═════ Stored records ═════

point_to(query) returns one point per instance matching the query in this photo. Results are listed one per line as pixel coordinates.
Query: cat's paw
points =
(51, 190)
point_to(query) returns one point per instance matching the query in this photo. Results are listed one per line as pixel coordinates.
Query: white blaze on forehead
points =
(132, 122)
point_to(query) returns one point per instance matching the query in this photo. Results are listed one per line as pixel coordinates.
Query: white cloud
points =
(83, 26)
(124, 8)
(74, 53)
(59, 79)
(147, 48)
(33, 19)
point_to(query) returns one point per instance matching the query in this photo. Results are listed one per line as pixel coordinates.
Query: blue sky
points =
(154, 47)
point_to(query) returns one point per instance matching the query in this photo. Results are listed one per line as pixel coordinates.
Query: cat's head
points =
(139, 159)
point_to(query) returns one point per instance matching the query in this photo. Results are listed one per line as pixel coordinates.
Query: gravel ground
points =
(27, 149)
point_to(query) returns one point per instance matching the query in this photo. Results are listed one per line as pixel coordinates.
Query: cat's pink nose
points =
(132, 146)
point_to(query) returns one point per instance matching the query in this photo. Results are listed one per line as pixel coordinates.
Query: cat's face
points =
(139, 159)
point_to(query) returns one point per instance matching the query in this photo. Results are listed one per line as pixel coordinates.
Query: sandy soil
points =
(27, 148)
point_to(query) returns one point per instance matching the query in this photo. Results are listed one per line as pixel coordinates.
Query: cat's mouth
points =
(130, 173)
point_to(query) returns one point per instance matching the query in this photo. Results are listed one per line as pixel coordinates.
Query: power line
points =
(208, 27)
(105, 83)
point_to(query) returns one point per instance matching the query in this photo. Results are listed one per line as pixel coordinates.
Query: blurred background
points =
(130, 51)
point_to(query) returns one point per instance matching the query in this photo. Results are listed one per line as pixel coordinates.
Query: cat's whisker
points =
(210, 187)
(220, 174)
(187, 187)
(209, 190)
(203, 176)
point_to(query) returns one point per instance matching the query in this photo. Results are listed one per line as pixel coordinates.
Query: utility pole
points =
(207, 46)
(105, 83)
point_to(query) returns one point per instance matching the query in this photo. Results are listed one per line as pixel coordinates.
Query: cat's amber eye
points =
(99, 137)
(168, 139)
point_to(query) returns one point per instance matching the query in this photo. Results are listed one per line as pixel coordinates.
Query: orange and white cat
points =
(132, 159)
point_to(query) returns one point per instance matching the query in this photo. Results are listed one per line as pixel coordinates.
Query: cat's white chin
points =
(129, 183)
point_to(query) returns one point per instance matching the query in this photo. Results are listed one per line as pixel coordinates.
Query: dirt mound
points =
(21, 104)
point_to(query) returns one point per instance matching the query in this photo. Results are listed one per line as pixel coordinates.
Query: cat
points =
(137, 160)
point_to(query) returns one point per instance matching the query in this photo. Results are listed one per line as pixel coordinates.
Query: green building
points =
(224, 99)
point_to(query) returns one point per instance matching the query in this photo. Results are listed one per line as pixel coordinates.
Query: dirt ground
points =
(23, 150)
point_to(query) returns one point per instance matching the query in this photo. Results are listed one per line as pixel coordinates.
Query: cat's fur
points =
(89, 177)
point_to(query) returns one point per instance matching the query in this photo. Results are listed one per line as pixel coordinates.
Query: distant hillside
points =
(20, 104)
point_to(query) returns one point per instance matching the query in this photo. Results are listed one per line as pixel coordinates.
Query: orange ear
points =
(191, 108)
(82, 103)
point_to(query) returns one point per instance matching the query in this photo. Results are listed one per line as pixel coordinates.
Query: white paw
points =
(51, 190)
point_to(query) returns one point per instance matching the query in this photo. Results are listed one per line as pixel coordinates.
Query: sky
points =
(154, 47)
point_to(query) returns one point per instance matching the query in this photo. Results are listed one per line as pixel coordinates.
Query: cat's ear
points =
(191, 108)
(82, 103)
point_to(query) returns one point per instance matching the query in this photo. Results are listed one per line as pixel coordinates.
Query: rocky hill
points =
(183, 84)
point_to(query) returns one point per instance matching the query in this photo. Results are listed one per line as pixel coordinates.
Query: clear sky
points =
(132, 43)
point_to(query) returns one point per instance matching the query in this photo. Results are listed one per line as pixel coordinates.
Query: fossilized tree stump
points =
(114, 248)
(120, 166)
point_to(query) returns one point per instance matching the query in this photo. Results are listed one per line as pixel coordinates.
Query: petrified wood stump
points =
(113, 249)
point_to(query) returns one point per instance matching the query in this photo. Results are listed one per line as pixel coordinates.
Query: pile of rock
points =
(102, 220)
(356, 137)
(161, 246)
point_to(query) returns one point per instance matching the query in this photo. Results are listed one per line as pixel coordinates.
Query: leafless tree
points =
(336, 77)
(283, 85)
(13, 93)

═════

> What you are asked to do: Filter the listing above by copying out every line that contains the word "white". Match the case exactly.

> Answer to this problem:
Query: white blaze on forehead
Query: white cloud
Query: orange and white cat
Query: cat's white chin
Query: white paw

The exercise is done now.